## START SUPPLIED MATERIAL

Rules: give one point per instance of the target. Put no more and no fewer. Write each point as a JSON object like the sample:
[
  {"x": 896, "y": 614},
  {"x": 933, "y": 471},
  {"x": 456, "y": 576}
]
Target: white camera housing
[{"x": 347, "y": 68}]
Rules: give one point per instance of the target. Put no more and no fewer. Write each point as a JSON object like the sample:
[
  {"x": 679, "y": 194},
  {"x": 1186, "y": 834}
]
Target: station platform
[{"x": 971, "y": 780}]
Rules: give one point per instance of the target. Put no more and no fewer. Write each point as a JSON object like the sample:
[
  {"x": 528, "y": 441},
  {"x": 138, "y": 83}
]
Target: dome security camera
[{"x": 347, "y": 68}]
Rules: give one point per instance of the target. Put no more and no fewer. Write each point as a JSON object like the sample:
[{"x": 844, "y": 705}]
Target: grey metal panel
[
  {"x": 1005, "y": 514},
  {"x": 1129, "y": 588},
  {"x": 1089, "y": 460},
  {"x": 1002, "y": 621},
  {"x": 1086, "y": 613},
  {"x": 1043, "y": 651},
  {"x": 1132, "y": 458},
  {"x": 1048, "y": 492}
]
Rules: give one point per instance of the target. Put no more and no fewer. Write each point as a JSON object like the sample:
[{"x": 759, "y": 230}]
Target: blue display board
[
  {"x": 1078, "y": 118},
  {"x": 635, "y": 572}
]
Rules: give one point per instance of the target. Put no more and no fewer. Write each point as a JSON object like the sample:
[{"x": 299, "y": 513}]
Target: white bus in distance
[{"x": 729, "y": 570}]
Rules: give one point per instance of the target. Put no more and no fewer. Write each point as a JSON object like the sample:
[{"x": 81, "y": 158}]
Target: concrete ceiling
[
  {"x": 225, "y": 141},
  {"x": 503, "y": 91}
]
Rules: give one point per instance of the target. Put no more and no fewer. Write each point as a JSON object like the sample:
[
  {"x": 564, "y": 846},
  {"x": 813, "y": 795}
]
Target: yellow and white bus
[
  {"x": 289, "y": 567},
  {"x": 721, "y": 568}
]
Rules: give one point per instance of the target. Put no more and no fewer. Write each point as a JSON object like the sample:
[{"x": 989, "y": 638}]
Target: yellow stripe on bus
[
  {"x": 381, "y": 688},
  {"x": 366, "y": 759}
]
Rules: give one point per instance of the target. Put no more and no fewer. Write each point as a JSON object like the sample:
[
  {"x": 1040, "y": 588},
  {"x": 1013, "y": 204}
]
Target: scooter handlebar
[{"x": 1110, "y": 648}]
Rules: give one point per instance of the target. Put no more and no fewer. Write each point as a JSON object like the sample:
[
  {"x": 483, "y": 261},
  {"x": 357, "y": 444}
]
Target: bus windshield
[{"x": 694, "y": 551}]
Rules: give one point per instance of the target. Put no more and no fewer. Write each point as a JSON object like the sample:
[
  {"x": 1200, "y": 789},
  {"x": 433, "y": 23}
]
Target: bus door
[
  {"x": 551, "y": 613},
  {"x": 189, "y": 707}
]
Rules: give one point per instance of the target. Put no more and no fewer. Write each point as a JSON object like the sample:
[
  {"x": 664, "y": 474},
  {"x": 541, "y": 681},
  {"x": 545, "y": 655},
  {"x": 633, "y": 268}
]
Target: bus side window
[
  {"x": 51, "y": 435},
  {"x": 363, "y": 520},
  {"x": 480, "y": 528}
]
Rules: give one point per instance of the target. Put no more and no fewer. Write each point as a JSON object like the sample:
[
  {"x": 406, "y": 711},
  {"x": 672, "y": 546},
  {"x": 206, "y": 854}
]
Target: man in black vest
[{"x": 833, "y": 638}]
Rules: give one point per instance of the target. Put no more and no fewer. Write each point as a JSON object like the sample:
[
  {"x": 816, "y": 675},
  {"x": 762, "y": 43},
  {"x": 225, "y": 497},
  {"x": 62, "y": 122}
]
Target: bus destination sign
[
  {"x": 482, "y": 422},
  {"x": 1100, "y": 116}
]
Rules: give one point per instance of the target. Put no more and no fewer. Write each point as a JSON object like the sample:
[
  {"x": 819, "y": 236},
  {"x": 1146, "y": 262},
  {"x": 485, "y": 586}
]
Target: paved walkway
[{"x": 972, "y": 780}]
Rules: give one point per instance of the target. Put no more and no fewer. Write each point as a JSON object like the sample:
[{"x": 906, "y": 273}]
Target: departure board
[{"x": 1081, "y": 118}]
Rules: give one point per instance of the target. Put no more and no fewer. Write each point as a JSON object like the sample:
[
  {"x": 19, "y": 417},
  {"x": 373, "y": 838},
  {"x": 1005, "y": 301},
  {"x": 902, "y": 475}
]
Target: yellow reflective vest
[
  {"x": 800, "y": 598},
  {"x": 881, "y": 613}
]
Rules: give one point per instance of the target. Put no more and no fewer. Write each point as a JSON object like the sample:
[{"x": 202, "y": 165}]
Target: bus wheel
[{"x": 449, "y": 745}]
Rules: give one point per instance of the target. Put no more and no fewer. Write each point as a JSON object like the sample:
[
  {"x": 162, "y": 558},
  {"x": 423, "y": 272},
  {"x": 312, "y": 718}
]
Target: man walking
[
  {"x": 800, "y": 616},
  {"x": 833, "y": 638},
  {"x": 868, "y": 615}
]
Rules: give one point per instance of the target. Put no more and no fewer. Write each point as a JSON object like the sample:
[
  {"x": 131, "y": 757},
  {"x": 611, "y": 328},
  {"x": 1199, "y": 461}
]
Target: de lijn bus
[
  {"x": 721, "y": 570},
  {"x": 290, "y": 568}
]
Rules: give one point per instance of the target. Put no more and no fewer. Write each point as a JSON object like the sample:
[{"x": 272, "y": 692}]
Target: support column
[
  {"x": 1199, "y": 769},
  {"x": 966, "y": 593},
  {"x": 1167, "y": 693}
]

## END SUPPLIED MATERIAL
## START SUPPLIED MATERIAL

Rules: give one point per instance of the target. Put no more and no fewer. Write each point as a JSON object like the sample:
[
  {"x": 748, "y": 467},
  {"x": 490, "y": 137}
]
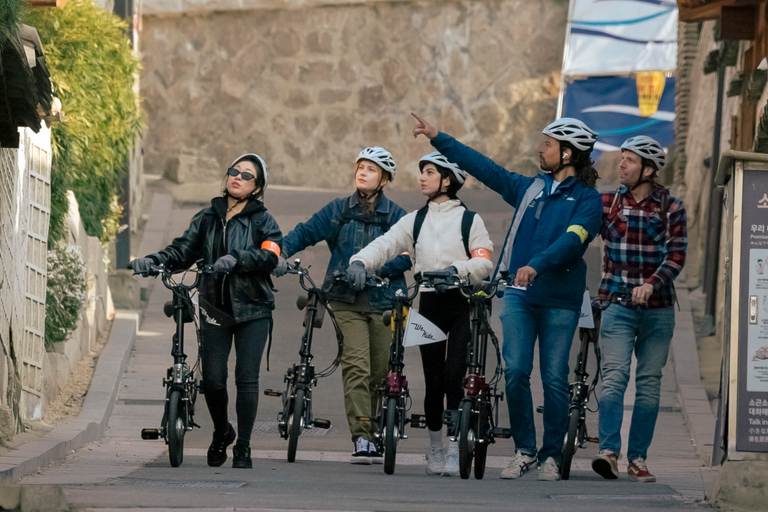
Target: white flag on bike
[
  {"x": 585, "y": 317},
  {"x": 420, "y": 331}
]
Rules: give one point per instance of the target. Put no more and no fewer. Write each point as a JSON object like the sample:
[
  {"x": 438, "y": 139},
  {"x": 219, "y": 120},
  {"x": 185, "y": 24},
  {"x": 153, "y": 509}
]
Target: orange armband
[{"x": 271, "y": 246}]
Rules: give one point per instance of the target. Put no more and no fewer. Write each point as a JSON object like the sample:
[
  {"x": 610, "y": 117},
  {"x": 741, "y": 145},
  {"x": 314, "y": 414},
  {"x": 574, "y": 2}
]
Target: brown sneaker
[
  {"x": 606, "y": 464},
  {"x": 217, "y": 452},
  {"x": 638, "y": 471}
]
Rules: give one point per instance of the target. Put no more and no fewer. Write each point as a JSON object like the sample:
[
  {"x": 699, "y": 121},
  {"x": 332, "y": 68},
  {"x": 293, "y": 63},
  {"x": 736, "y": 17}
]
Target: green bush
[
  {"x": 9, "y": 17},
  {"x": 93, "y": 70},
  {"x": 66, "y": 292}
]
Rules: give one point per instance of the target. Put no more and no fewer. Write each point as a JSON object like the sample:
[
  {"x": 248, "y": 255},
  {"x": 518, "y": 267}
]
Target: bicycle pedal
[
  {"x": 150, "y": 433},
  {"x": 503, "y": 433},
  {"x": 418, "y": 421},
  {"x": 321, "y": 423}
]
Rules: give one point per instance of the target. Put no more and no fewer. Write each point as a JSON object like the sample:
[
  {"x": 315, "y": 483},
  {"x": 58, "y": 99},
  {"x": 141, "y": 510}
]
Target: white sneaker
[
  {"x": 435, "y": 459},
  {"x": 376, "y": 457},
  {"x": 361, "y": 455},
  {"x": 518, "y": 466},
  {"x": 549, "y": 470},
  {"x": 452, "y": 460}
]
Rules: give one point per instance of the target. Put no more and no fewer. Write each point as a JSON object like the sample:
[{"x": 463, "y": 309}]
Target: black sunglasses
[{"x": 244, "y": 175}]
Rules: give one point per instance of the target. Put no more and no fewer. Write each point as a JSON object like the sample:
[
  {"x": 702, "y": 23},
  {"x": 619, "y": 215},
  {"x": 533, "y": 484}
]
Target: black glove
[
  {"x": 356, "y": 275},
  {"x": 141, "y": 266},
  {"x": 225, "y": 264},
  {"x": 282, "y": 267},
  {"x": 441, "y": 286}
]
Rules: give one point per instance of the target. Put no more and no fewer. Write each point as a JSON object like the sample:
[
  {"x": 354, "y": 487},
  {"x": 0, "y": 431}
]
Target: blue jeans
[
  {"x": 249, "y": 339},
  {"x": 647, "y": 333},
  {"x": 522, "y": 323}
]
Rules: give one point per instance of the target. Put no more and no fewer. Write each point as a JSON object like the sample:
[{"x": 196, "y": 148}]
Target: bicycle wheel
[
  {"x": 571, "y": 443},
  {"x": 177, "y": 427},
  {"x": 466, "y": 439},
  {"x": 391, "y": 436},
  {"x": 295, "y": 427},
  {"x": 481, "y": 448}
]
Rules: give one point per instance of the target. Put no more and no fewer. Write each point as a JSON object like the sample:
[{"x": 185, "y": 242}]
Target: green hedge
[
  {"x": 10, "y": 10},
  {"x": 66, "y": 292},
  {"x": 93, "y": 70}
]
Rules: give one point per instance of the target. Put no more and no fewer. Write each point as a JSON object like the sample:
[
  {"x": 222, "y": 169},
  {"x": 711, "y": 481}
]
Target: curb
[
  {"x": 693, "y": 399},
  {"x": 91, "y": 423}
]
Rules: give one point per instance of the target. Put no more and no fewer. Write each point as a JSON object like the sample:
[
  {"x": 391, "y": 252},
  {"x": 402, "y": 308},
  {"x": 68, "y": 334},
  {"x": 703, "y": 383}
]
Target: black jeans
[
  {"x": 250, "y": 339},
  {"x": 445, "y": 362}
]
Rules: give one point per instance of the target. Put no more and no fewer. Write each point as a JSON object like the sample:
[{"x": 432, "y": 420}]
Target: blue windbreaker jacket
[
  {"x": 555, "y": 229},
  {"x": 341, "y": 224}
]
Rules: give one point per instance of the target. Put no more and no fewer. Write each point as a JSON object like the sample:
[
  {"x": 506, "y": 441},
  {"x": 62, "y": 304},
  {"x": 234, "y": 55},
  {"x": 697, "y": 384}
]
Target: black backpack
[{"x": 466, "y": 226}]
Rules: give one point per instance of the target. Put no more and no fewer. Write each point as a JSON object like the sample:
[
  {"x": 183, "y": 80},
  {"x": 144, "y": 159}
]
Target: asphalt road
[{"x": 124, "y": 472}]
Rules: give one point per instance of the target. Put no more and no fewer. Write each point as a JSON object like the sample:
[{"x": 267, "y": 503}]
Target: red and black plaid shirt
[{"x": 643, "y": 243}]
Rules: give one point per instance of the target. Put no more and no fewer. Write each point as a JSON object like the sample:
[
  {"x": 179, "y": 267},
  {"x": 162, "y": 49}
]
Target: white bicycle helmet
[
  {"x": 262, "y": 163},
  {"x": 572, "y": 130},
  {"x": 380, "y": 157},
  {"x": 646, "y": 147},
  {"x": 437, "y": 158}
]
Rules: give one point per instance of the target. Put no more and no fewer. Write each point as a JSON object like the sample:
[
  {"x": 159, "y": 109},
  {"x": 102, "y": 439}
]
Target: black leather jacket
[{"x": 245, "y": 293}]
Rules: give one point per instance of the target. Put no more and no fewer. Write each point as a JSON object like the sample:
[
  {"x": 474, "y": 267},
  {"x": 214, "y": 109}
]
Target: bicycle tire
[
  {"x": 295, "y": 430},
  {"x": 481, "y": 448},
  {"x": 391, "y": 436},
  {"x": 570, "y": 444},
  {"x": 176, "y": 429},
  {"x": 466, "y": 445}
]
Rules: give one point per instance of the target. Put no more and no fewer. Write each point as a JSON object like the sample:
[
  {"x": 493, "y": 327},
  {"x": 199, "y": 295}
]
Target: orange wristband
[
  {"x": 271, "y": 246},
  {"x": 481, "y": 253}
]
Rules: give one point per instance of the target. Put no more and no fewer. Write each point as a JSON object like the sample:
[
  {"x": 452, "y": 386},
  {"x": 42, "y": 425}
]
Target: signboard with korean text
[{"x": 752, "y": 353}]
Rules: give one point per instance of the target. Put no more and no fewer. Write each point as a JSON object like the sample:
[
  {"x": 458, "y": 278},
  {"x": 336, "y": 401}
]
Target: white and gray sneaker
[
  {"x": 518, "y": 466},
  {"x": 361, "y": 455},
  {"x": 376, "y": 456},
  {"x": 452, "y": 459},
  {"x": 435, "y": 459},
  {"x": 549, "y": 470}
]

## END SUPPLIED MATERIAL

Return every line in the two blocks above that contains the string "black". Case counts, so only exact matches qualify.

* _FINISHED TASK_
Target: man in black vest
Target: black sunglasses
Target: black glove
Target: black jeans
Target: black backpack
Target: red and black plaid shirt
Target: black leather jacket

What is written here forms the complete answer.